**Exercise requirements**
Please retype all the data below exactly, line for line.

**Provided records**
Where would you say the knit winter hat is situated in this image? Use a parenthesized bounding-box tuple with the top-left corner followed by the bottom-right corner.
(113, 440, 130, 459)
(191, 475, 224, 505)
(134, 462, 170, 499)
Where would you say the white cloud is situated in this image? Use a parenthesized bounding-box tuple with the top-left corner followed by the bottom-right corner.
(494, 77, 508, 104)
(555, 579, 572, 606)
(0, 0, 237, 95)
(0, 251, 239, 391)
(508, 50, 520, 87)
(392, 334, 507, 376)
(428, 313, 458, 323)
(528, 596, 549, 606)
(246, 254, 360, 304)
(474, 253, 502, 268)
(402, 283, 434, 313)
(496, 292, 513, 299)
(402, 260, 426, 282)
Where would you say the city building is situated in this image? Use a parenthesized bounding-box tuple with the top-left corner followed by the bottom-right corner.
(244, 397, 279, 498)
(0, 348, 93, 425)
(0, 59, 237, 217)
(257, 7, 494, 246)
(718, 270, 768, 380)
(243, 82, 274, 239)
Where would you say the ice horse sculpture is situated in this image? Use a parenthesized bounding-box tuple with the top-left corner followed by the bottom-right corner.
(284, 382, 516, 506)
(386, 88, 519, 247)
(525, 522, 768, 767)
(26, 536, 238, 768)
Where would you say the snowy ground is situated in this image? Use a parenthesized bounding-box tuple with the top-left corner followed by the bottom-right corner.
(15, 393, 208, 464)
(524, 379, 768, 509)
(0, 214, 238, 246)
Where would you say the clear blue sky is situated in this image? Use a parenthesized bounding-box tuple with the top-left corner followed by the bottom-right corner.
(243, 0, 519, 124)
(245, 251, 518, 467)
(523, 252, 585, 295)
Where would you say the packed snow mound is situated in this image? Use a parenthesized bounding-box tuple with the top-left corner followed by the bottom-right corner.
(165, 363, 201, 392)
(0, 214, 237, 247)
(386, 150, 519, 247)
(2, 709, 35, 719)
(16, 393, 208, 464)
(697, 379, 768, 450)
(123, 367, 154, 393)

**Your response**
Where would you say the knit winter hat is situated in this image? Use a parenthesized bounding-box tuple with the top-left corner followed by the bottom-right corner.
(113, 440, 130, 459)
(191, 475, 224, 505)
(134, 462, 170, 499)
Where would you say the white cloud is situated in this image? Use a parenthesized bounding-box tuple with the top-left corner followed by the bottom-right corner.
(494, 77, 508, 104)
(555, 579, 572, 606)
(0, 0, 237, 95)
(0, 251, 239, 391)
(508, 50, 520, 87)
(392, 334, 507, 376)
(428, 313, 458, 323)
(528, 596, 549, 606)
(246, 254, 360, 304)
(474, 253, 502, 268)
(402, 283, 434, 313)
(496, 292, 513, 299)
(402, 260, 426, 282)
Where would you say the city building is situated in this image? Use a parenthesized bounding-box tuple with the top-left corner followed by the bottom-right corner.
(244, 397, 279, 498)
(0, 348, 93, 425)
(0, 59, 237, 217)
(257, 7, 494, 246)
(718, 270, 768, 380)
(243, 82, 274, 239)
Where would you say the ice horse sculpture is situated in this image? Use a parenthesized bounding-box tuple with the top-left corner followed by the bottom-right corner.
(284, 382, 516, 506)
(386, 88, 519, 247)
(525, 522, 768, 767)
(26, 536, 238, 768)
Where would you say the snowy ground is situated in this image? Use a parenthesized bounding-box tuple with the top-left corner followed by the bottom-right corner.
(15, 393, 208, 464)
(524, 379, 768, 509)
(0, 214, 238, 246)
Where would you say the clear blue sky is situated in this image? Use a parenthesized bounding-box tuple with the top-left corner followed by the bottom-right corner.
(243, 0, 519, 124)
(245, 251, 518, 467)
(523, 252, 585, 295)
Where would you say the packed snow mound is situated in this image? Use a parenthesized bounding-box tuple with the top-left corner followed by the bottom-right corner.
(165, 363, 201, 392)
(0, 214, 237, 247)
(386, 150, 519, 247)
(2, 709, 35, 719)
(16, 393, 208, 464)
(697, 379, 768, 450)
(123, 367, 154, 393)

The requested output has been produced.